[Exercise prompt]: Reproduce each of the following records verbatim, line by line, with no changes.
** start of Material for this task **
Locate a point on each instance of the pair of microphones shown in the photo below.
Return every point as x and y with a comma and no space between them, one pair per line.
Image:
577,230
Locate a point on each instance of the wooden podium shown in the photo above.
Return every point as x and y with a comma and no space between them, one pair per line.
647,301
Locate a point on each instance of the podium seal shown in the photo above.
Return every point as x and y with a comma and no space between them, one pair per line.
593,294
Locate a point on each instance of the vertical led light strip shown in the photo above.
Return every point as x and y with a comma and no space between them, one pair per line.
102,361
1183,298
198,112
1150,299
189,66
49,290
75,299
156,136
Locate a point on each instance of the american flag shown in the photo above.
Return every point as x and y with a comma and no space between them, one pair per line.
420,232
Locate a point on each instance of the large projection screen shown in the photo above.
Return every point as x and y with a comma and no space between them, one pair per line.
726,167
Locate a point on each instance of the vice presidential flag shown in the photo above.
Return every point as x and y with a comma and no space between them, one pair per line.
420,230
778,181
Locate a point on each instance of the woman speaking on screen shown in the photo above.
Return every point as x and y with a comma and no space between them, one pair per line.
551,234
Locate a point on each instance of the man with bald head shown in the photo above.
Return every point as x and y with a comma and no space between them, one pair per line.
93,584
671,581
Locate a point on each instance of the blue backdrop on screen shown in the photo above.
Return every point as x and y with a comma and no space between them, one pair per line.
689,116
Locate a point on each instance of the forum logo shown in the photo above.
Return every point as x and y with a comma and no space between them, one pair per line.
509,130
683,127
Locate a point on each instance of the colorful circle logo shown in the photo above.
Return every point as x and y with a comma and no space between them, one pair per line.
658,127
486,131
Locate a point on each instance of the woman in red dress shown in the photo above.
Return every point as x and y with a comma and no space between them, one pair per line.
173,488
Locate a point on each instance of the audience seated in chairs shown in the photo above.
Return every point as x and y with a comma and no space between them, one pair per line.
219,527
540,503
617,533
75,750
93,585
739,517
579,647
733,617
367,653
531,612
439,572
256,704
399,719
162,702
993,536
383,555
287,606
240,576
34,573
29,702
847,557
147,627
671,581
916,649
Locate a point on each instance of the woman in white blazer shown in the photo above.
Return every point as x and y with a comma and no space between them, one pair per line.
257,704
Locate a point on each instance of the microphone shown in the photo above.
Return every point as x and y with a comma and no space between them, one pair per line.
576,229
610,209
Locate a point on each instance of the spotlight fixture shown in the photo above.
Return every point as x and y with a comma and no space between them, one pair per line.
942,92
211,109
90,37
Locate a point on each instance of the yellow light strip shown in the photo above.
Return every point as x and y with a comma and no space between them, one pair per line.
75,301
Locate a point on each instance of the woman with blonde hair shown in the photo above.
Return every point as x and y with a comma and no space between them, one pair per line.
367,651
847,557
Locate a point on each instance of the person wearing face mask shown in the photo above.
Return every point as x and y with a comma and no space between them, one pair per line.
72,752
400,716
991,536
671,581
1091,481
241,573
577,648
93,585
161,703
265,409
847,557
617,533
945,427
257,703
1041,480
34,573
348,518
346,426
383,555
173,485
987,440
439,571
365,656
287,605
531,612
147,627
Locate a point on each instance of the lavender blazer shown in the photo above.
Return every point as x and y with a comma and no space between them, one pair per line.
** end of Material for this task **
[Complete answer]:
Locate a point on each instance of the pair of microphones shown in the photo below.
Return every point as x and y with a comma and no space between them, one pair per line.
Image:
577,230
Locate a point on each instance of the wooden podium shown in the photo above.
Return every point as x and y with a comma and no space between them, one pair per line.
647,301
Locate a point on each instance of the podium seal shown in the photo above.
Return every point as x and y with a comma and no space between them, one pair per line.
593,294
Locate a point on each instance of the vertical led light strip shown in the photo above.
Return every point as x and y with a comma and no space between them, one pair per line.
102,361
1183,298
198,112
1150,299
189,66
49,290
75,299
156,136
Locate a point on each instance of the american flag shown in the photo above.
Return every point as x and y with a comma and no space between them, one pair per line.
420,232
Locate a point on each instance of the large projection screen shown in the photo above.
Return every point as x and y with a comma and no space between them, one pair per line.
726,167
Locate a point on each instance of the vice presidential flag shown in the photo above.
Return every point as x and y with a comma and no space between them, one pair per line.
420,230
778,181
Locate a point on each instance of the woman speaking on screen shown in the photo above.
Return every point as x and y with a comma and no space between them, one pair per line.
551,234
Locate a point on each instance of the man with bald head shown in the photo above.
Return every point as x and y with a comma and no space between them, one pair per line.
93,584
671,581
Locate a point on each instance of the blue backdrop on screen shown in the photo above.
Return every point as x and y with a comma and no space between them, one pair per line.
689,116
Locate a point on each instance of the forum logo shown in the photo above.
Return every point as x and y with a comma and no space between them, one pair per line.
509,130
683,127
Locate a point on each instance of the colorful circle logo shown in the photo above.
Return every point as x and y with a comma and no space between them, one pair per line.
658,127
486,131
Locate a point on each instance of the woman in red dress shown in the photo above.
Return every point as x and y with a comma and no space between them, one pair per line.
173,488
Locate a point on each instance of the audience seated in chairs shown in the photo above.
Return every point as x and y with a comma and no space between them, one pair per line.
219,527
540,503
617,533
75,750
93,585
739,517
579,647
733,617
367,653
531,612
439,572
256,704
399,719
162,702
993,536
383,555
287,606
240,576
34,573
29,702
847,557
147,627
671,581
916,649
Locate a point on each instance of the woman in white blazer shown in the photo above.
Return every point as x and y with a comma and no space between them, one pair per line.
257,704
Locate a point on each instance of the microphone shown in the photo above.
Return every point as x and y with a comma and no space between them, one pair per line.
576,229
610,209
Locate a point on each instance of the spotlight fixture shown in the photo above.
Return every point as x and y with a comma and no space between them, one pair per line.
942,92
211,109
90,37
Locate a point on each instance of the yellow light strip shown in the photo above.
Return every point as x and y with a comma and no space between them, one pair per line.
75,301
Locate a point on each instance of the woman with blonde hair shown in the photo above.
Return every point as x and y with a comma and no space between them, one pair per line.
367,651
847,557
Locate a point on each instance of the person wearing face mask shown in the photo above.
Return every point as x and y with a comma and no space between them, one pair per line.
72,752
400,716
991,536
671,581
1091,481
241,573
577,648
93,585
161,703
265,409
847,557
617,533
945,427
257,703
1041,480
34,573
348,518
346,426
383,555
173,485
987,440
439,571
365,656
287,605
531,612
147,627
Locate a point on each instance of the lavender blazer shown in the photo above.
Return every point as x and y with a comma and no space between them, one pair per line.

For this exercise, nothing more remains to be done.